Religion as face-off

by - 9th June 2010

This is not the church as I know it.  This is ECWA – the offspring of the Sudan Interior Mission, a five million strong Presbyterian denomination centred in Plateau State’s uneasy capital Jos.  Sassy, less solemn than the Anglican churches I know in Uganda and Sudan – and my hosts this week.

Kind, brave and perplexed by the Muslim enmity with which they are either forced to live – or migrate, a phenomenon now on the increase from this 99 per cent Christian area on Nigeria’s religious faultline.

It is an enmity punctuated sporadically by the most appallingly savage and meaningless slaughters, most recently in March this year. They say the Hausa Fulani are exploiting existing differences between tribes on the Plateau.  This I want to know more about.  One thing’s for sure: the old men who have nurtured this lively church deserve better of the ‘security’ services that permit these atrocities against their people with impunity.

They want the world to know – and for today, that’s me.  They describe the killings with cold horror – the reports of 375 corpses found after the most bloody attack in March; the trumped up excuses – a preacher who mentioned Mohammed in a sermon; a Christian girl who walked past a mosque on a Friday – as she had done every day of her life – to get to work; the lack of settler rights for the nomadic Hausa who came to Jos much much later than the indigenes they’re attacking – excuses that incomprehensibly set churches ablaze, see women and children hacked down, whole communities devastated.

#### ENTRIES SUPPLIED:
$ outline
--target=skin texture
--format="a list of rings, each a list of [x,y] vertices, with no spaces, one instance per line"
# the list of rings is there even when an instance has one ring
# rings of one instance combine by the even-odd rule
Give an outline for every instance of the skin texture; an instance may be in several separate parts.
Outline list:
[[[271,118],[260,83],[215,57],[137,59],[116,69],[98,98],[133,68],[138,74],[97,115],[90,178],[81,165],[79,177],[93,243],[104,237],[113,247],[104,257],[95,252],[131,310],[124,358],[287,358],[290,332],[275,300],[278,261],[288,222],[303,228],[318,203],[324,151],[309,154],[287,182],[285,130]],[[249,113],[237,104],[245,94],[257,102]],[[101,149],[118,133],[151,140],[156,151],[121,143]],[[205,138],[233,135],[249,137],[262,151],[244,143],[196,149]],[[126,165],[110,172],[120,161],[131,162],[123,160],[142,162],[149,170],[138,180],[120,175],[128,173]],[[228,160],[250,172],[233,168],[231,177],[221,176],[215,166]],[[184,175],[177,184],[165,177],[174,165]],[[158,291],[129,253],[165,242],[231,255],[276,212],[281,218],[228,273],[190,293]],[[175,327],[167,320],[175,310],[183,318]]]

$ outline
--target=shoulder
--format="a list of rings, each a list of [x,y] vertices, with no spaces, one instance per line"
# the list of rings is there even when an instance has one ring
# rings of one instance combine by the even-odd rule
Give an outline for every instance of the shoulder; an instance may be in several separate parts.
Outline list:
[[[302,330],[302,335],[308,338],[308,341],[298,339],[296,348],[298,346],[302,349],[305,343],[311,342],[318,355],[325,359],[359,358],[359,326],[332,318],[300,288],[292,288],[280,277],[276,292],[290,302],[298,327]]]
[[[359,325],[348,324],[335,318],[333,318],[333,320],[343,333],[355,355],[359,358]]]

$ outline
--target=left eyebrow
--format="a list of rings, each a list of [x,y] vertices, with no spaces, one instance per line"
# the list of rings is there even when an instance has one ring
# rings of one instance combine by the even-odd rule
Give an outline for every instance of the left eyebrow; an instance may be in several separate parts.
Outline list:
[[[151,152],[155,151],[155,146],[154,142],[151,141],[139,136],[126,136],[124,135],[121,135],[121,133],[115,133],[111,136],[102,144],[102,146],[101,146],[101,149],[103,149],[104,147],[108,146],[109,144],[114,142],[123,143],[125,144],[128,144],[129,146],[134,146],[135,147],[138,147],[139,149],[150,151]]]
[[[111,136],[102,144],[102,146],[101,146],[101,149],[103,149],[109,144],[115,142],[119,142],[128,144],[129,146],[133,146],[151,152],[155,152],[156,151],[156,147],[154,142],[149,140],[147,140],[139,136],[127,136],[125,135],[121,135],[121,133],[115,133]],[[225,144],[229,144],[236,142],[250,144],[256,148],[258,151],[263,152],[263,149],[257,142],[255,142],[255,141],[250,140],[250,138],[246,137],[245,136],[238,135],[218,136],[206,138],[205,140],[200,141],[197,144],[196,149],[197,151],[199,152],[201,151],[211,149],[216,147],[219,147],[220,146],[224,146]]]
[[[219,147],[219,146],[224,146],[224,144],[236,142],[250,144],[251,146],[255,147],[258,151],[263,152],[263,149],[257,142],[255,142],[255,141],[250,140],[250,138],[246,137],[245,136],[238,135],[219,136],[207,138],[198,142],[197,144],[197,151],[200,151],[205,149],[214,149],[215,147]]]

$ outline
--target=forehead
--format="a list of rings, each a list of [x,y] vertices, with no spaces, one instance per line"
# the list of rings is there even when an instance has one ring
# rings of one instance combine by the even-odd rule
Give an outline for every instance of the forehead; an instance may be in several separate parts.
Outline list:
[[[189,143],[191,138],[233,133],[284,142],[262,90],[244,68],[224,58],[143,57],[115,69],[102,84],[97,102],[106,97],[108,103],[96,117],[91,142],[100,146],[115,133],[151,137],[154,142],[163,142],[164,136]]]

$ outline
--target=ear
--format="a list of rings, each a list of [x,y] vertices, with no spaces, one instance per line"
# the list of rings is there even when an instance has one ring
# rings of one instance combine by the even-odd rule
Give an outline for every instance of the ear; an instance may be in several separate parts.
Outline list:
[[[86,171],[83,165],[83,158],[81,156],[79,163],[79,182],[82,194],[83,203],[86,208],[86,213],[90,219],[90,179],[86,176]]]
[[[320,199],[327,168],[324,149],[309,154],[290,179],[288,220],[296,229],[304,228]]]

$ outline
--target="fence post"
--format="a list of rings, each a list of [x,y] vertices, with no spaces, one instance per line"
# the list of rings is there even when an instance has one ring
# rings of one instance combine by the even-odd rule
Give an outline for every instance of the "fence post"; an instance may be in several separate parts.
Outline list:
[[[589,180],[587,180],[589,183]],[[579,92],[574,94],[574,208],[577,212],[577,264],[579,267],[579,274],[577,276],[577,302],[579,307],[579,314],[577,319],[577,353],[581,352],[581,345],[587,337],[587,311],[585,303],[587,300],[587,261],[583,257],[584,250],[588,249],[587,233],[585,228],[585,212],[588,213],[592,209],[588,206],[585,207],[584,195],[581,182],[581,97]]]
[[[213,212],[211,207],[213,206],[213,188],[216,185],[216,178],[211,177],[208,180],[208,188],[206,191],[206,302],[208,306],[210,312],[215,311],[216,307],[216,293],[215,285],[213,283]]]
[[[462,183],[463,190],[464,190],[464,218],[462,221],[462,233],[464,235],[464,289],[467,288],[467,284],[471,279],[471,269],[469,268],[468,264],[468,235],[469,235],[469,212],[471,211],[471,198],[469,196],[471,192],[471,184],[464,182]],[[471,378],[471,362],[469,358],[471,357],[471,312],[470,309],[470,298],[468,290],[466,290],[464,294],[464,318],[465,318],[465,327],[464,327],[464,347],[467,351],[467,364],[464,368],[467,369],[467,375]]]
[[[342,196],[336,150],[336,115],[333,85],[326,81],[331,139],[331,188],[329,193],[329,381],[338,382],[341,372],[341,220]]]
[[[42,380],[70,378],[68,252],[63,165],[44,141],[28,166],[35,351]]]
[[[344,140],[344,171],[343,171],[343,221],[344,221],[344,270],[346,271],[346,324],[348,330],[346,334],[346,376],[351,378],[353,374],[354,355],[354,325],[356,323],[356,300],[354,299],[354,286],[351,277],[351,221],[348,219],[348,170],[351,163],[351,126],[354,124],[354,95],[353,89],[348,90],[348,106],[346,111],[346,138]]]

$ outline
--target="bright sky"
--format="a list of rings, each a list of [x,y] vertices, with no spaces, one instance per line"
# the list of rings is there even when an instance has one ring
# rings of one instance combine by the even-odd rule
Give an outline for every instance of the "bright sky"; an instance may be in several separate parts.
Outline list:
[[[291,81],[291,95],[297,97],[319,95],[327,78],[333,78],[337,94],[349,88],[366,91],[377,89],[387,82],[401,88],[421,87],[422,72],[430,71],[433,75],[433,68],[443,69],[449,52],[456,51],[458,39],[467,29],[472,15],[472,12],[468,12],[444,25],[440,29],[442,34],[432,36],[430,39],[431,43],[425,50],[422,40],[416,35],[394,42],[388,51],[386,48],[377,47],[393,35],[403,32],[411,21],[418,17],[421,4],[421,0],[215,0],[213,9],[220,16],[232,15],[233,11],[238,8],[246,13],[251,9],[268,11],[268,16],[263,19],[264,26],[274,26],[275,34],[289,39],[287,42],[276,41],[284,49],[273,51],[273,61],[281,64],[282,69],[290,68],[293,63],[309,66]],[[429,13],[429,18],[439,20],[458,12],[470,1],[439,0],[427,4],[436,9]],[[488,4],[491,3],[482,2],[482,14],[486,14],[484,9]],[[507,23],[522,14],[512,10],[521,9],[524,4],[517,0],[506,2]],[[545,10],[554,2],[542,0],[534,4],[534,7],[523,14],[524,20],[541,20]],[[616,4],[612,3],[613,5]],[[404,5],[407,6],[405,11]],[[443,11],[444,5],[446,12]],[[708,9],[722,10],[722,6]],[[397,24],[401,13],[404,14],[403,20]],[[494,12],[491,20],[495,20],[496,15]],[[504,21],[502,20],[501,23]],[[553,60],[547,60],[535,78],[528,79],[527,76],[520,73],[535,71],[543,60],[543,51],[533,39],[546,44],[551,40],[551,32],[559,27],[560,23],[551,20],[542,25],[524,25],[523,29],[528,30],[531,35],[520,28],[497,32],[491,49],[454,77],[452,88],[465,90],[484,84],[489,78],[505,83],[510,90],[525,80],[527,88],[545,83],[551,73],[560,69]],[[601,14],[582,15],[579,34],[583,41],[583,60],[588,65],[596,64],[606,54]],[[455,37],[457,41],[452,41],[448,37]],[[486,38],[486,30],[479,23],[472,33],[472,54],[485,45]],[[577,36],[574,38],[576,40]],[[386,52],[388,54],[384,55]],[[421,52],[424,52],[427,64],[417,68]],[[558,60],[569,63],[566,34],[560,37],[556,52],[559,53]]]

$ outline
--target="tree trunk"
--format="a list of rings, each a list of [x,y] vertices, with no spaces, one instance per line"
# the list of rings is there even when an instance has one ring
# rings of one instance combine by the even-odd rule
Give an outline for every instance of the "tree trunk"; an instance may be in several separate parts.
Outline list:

#### EXPLORE THE MATERIAL:
1 - Reproduce a passage from the article on Jos, beginning at the words "Kind, brave and" and stopping after the words "Nigeria’s religious faultline.".
2 - According to the article on Jos, how many corpses were reported found after the most bloody attack in March?
3 - Pick up the article on Jos after its last sentence and continue writing it.
The rows play no part in any of this.

#### SOLVED TASKS:
1 -
Kind, brave and perplexed by the Muslim enmity with which they are either forced to live – or migrate, a phenomenon now on the increase from this 99 per cent Christian area on Nigeria’s religious faultline.

2 - 375

3 -
‘It takes a lot to motivate Christians to violence’ says the Gen Sec of Christian Association of Nigeria (CAN) Samuel Salifu, sitting slumped behind his desk at their HQ in Abuja; slow-speaking, gentle and at a loss to know what lead to give.

‘Do you have a strategy?’  I have to repeat the question three times to him and his Head of National Issues and Social Welfare.  They do not seem to have an answer.

Instead they pray.

And out of the door and down the steps into the blinding light of the courtyard at midday and the extraordinary cathedral building opposite.  I am awed by its bravura accomplishment – but even more awed at the sheer scale of the Saudi-funded mosque not 200 yards down the road, which simply dwarfs it and the town itself, with its gold dome and four assertive minarets like mighty tent pegs, staking out their fantastically assertive claim to this place in a way no one can mistake.

So CAN has built its offices in a tower that thrusts hundreds of feet sheer into the air, breathtakingly daring, with a cross embedded into the design.

This is religion as face-off.  As another leader, the barrister and General Secretary of of  the Christian Council of Nigeria Pastor Ogbe says of the excuses for the violence:  ‘It’s bollocks’.